§ ISTRUZIONI:
[a] Rispondi in breve alle domande seguenti sul brano dedicato al debito greco, indicando ogni risposta con lo stesso segno della domanda.
(i) Quale segno avrebbe il bilancio di Grecia e Italia senza gli interessi sui titoli?
(ii) Secondo gli studi Eurostat citati, quanto spende di pensioni la Germania in proporzione?
(iii) Da quanti anni durano le vessazioni della Trojka sul popolo greco?
[b] Trascrivi senza alcuna modifica il passo del brano dedicato al debito greco che va da "Molto più facile inventare" fino a "si ferma qui)." compreso.

§ SEZIONE DI TESTO:
* * *

Molto più facile riempire pagine per affermare che il debito pubblico è causato da pingui dipendenti pubblici che passato le mattinate a bivaccare piuttosto che spiegare i contorti meccanismi di una finanza che presta una montagna di denaro fittizio a nazioni democraticamente deboli al fine di condurre astruse speculazioni impacchettando, spacchettando, vendendo e ricomprando su chissà quale «piazza» il debito stesso contratto dagli Stati, nel frattempo costringendo questi ultimi ad un pesante salasso (che a sua volta non casualmente produce altro debito) causato dall’esosità dei tassi d’interesse applicati arbitrariamente sui titoli (attualmente il bilancio di Grecia e Italia, senza questi interessi, avrebbe il segno più; ma non diciamolo troppo forte).
Molto più facile inventare di sana pianta numeri sull’età media pensionabile dei greci (cinquant’anni, cinquantatre, cinquantasette; ogni giorno da questa ripugnante tombola della menzogna sbuca un nuovo numero), in totale spregio degli studi Eurostat secondo cui attualmente non solo il paese mediterraneo si colloca su questo versante nella media europea, ma proporzionalmente la Germania spende di pensioni quattro volte tanto.
Molto facile dimenticare di affrontare quanto pesanti, ingiuste e antidemocratiche siano state le vessazioni della cosiddetta Trojka sul popolo greco negli ultimi cinque anni e per converso risulta di gran lunga più semplice scaricare le colpe su un ministro col vizio di girare in motorino (con casco o senza casco? Il livello delle disquisizioni macroeconomiche di certi giornali si ferma qui).

* * *

§ DATI FORNITI:
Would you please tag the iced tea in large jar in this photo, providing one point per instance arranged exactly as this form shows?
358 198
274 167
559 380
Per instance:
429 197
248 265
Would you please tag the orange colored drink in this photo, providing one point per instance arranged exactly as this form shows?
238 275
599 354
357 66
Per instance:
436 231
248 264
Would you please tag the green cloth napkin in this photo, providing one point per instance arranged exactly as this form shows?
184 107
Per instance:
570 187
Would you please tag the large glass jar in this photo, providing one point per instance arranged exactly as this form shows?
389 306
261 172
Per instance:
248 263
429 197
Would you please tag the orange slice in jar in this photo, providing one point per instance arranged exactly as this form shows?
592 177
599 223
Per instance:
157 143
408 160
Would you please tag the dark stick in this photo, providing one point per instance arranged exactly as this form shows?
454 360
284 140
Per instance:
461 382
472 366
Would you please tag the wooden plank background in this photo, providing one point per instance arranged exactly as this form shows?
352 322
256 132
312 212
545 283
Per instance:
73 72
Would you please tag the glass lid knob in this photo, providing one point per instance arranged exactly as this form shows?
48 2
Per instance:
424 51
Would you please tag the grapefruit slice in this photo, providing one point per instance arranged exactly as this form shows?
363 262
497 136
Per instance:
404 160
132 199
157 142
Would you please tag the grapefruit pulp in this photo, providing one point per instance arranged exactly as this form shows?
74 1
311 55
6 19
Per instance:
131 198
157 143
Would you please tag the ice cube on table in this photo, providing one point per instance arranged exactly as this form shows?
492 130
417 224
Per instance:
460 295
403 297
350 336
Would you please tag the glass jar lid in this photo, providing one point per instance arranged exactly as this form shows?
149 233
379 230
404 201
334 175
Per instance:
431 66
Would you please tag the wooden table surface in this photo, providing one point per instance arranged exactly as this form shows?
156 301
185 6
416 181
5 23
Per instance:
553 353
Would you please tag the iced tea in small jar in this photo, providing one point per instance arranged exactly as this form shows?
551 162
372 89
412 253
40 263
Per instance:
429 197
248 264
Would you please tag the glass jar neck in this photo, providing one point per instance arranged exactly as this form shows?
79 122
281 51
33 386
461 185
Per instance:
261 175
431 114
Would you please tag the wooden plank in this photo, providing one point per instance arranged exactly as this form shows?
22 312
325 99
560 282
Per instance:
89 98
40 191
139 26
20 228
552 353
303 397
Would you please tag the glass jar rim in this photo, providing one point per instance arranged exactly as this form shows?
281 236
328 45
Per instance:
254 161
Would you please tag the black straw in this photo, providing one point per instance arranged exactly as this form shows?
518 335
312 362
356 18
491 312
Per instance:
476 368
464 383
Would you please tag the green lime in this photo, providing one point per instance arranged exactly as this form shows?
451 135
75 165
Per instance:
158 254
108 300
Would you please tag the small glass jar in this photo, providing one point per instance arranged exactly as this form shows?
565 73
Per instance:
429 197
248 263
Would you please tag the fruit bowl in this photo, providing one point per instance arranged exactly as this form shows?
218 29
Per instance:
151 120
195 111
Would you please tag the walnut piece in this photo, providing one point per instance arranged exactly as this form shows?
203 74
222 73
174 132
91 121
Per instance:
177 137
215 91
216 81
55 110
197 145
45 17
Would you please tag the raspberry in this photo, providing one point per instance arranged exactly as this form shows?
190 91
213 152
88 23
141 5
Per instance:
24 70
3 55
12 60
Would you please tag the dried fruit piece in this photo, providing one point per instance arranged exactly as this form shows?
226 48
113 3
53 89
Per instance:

* * *

§ RISPOSTE ATTESE:
[a]
(i) Avrebbe il segno più.
(ii) Quattro volte tanto.
(iii) Da cinque anni.

[b]
Molto più facile inventare di sana pianta numeri sull’età media pensionabile dei greci (cinquant’anni, cinquantatre, cinquantasette; ogni giorno da questa ripugnante tombola della menzogna sbuca un nuovo numero), in totale spregio degli studi Eurostat secondo cui attualmente non solo il paese mediterraneo si colloca su questo versante nella media europea, ma proporzionalmente la Germania spende di pensioni quattro volte tanto.
Molto facile dimenticare di affrontare quanto pesanti, ingiuste e antidemocratiche siano state le vessazioni della cosiddetta Trojka sul popolo greco negli ultimi cinque anni e per converso risulta di gran lunga più semplice scaricare le colpe su un ministro col vizio di girare in motorino (con casco o senza casco? Il livello delle disquisizioni macroeconomiche di certi giornali si ferma qui).